* Requirements: Reproduce the records from the line with "Return one point per instance of the sunset" to the line with "pixel 61 314", both ends included, keeping every request and scaling each pixel coordinate in the answers by 1.7, rounded to a whole number with halves going up. The numbers in the requests and their format samples stay unchanged.

----------------------------------------

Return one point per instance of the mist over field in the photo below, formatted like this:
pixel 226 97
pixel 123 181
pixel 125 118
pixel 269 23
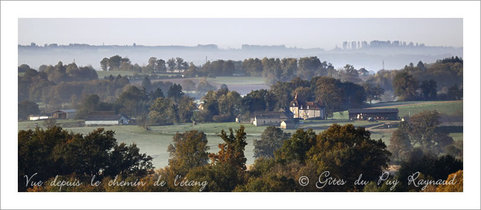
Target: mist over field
pixel 369 58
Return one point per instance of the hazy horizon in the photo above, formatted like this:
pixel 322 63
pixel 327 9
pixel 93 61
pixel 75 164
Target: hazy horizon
pixel 232 33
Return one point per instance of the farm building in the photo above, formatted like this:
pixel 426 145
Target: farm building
pixel 289 124
pixel 106 118
pixel 374 114
pixel 37 117
pixel 64 114
pixel 307 110
pixel 270 118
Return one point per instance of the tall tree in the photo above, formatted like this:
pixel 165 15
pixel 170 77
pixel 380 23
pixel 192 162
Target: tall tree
pixel 232 150
pixel 405 86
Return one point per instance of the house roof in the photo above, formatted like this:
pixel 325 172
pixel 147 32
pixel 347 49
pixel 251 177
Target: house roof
pixel 372 111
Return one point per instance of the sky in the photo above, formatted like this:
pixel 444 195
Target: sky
pixel 232 33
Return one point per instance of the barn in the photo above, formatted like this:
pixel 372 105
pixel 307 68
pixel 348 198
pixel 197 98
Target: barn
pixel 373 114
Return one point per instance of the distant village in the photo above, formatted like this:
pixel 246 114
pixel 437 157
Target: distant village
pixel 284 119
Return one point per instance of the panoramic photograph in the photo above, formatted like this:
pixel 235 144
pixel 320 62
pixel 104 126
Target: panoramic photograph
pixel 240 105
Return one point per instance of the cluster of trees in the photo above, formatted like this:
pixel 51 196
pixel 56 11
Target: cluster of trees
pixel 45 154
pixel 48 87
pixel 148 108
pixel 332 93
pixel 224 105
pixel 422 132
pixel 154 65
pixel 273 69
pixel 438 81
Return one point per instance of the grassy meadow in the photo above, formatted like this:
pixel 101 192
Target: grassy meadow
pixel 155 141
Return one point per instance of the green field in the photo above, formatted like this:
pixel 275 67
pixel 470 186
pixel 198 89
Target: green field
pixel 453 109
pixel 237 80
pixel 103 74
pixel 156 141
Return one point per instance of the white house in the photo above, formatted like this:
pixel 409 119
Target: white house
pixel 107 119
pixel 269 118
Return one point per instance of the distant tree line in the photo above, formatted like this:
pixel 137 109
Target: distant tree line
pixel 344 152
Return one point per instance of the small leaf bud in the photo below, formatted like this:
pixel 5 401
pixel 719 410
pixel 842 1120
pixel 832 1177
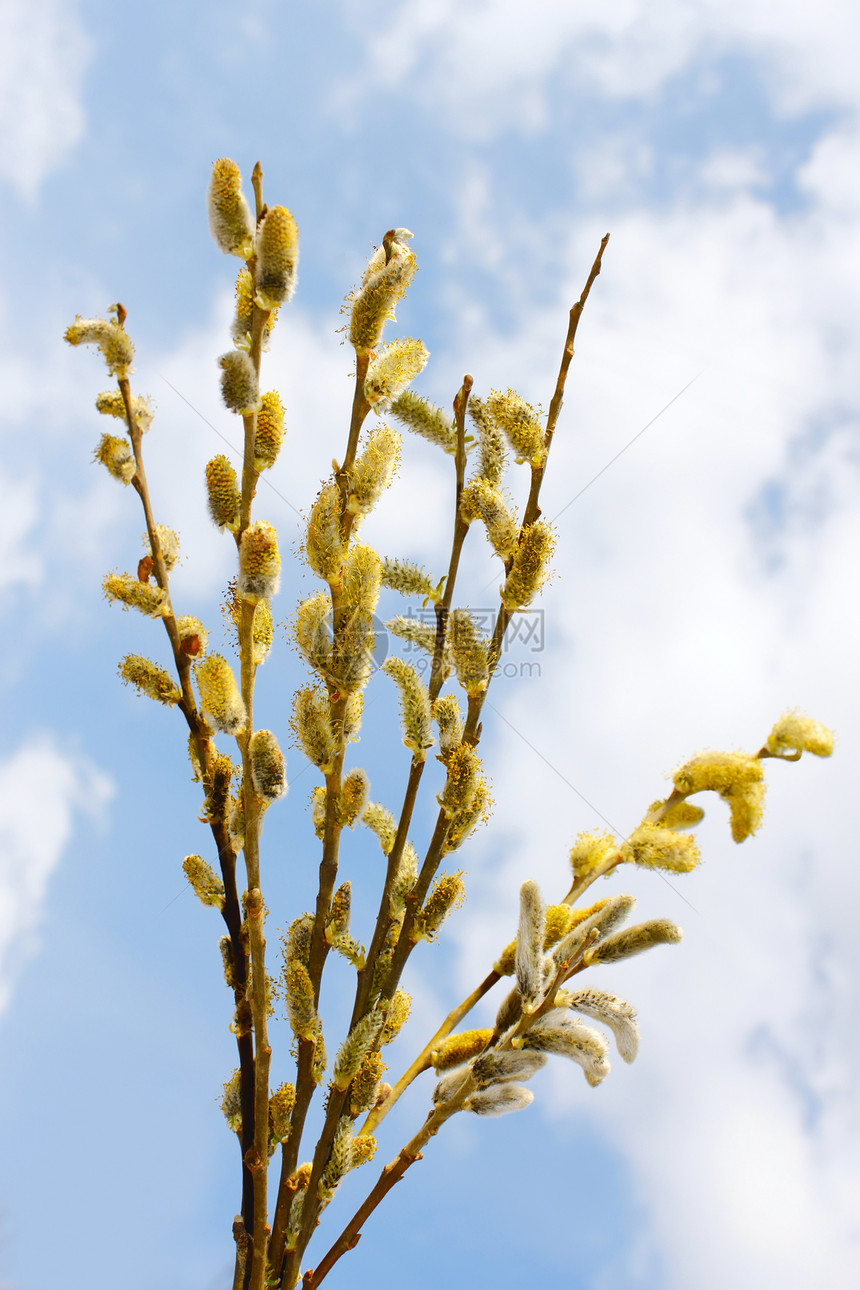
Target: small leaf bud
pixel 230 217
pixel 325 547
pixel 148 679
pixel 219 695
pixel 116 456
pixel 239 383
pixel 277 253
pixel 231 1103
pixel 206 885
pixel 223 496
pixel 268 769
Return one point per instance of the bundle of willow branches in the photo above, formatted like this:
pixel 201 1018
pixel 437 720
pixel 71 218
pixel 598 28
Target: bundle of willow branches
pixel 481 1071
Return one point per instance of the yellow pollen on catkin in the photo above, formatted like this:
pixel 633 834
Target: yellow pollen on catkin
pixel 230 217
pixel 150 679
pixel 530 565
pixel 110 337
pixel 112 404
pixel 239 383
pixel 116 456
pixel 270 431
pixel 277 253
pixel 798 733
pixel 393 369
pixel 259 563
pixel 138 595
pixel 222 492
pixel 518 422
pixel 219 694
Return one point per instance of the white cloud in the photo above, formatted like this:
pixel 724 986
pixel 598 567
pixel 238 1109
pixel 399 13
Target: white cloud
pixel 488 70
pixel 43 57
pixel 41 791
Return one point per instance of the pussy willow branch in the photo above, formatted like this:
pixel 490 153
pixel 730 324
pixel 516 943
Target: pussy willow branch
pixel 472 729
pixel 333 828
pixel 411 1152
pixel 231 911
pixel 338 1099
pixel 255 1159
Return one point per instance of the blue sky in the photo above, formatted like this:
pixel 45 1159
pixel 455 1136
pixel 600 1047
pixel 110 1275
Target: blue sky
pixel 705 583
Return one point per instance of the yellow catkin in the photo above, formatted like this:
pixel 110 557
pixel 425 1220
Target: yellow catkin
pixel 110 337
pixel 150 679
pixel 230 217
pixel 133 594
pixel 518 422
pixel 112 404
pixel 530 565
pixel 259 563
pixel 219 695
pixel 393 369
pixel 277 254
pixel 798 733
pixel 270 431
pixel 222 493
pixel 116 456
pixel 460 1048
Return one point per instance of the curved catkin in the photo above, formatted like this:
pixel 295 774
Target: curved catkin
pixel 277 254
pixel 798 733
pixel 150 679
pixel 268 768
pixel 375 299
pixel 110 337
pixel 530 565
pixel 230 217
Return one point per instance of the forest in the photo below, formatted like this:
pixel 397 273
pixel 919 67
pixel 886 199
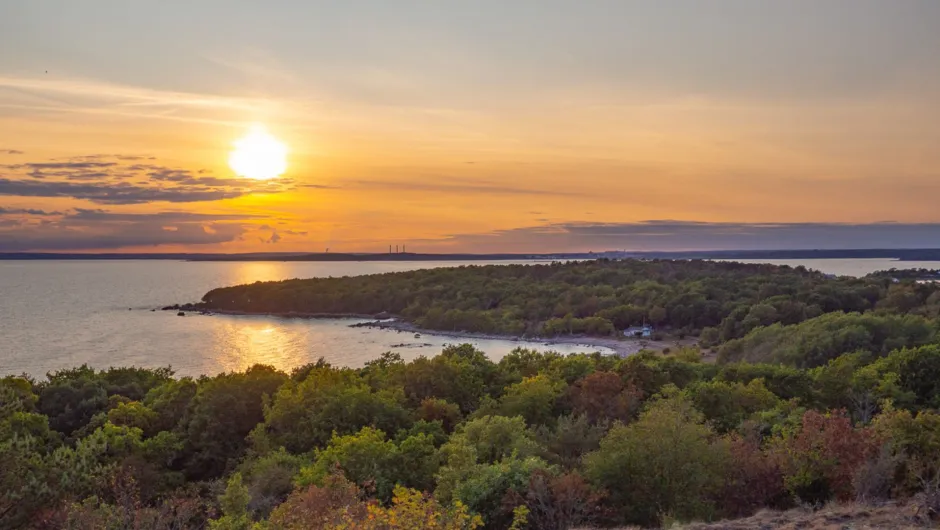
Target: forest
pixel 457 441
pixel 823 390
pixel 719 301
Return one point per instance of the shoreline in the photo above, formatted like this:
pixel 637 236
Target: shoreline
pixel 621 347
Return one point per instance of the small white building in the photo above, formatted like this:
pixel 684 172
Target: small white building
pixel 639 331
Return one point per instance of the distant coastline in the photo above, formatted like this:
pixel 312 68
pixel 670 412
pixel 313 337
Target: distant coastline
pixel 621 347
pixel 922 254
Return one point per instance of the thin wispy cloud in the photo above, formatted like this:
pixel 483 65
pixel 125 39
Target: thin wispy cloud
pixel 668 235
pixel 105 179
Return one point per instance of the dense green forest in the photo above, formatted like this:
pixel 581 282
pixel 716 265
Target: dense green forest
pixel 458 441
pixel 720 301
pixel 825 389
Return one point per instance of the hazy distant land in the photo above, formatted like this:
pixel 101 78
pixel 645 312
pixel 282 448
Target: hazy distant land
pixel 913 254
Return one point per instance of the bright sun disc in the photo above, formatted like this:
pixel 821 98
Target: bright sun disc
pixel 258 155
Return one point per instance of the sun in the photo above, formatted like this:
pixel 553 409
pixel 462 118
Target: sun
pixel 258 155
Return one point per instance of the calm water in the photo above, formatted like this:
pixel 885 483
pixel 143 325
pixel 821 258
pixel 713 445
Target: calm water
pixel 850 267
pixel 59 314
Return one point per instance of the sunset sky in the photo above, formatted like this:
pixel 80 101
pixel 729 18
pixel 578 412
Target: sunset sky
pixel 485 125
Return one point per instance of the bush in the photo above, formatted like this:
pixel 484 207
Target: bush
pixel 667 462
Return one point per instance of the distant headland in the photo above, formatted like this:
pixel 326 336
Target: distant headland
pixel 910 254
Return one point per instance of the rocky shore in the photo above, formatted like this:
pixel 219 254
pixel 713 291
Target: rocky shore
pixel 622 347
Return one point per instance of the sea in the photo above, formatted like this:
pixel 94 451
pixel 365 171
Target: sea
pixel 61 314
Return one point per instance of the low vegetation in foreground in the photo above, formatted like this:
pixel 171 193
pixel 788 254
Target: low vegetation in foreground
pixel 456 441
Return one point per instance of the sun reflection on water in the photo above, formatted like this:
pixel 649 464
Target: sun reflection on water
pixel 258 342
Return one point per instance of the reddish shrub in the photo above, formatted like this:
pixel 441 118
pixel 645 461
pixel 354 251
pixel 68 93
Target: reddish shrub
pixel 557 503
pixel 754 480
pixel 821 460
pixel 320 507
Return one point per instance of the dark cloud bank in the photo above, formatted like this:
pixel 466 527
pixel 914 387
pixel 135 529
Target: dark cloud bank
pixel 118 180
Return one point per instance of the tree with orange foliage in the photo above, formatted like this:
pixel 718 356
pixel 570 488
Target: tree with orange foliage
pixel 821 459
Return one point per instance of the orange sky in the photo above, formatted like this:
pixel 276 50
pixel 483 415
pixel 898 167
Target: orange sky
pixel 439 132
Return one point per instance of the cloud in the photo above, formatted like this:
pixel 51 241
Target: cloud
pixel 26 211
pixel 273 239
pixel 163 217
pixel 443 184
pixel 318 186
pixel 117 236
pixel 671 235
pixel 115 180
pixel 88 229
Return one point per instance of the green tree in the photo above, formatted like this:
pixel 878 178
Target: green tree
pixel 224 410
pixel 668 462
pixel 534 398
pixel 234 504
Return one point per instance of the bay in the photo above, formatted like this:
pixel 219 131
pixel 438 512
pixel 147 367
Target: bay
pixel 62 314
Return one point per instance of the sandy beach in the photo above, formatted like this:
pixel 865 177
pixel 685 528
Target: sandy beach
pixel 623 348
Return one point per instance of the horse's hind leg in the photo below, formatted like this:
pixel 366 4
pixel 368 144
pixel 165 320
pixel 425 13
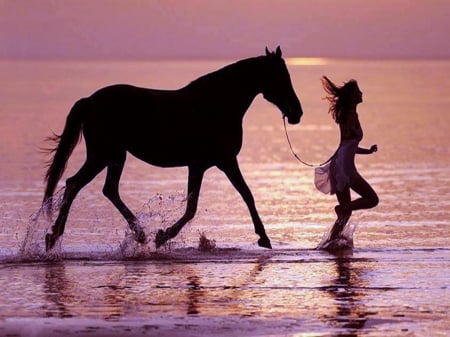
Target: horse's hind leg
pixel 111 191
pixel 73 185
pixel 232 171
pixel 194 184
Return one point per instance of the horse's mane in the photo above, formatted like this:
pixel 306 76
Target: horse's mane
pixel 226 73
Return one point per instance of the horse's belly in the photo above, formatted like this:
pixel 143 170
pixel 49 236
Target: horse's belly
pixel 184 150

----------------------------------------

* Output for this task:
Return one point per instance of the sunset sky in the photo above, formatted like this:
pixel 80 101
pixel 729 18
pixel 578 412
Target: sunset sky
pixel 825 213
Return one point per instance of the bush in the photo above, formatted like this:
pixel 484 207
Target: bush
pixel 1134 785
Return one point per instance of the distant headland in the photo above, formatted like this:
pixel 326 336
Target: distant headland
pixel 1547 432
Return one point per instance of the rocky shore in the photo above, formatted like this:
pixel 219 254
pixel 713 291
Target: rocky shore
pixel 1057 590
Return one point per instance of the sea in the photo above, formatted like this:
pixel 94 451
pixel 365 171
Target: sea
pixel 104 534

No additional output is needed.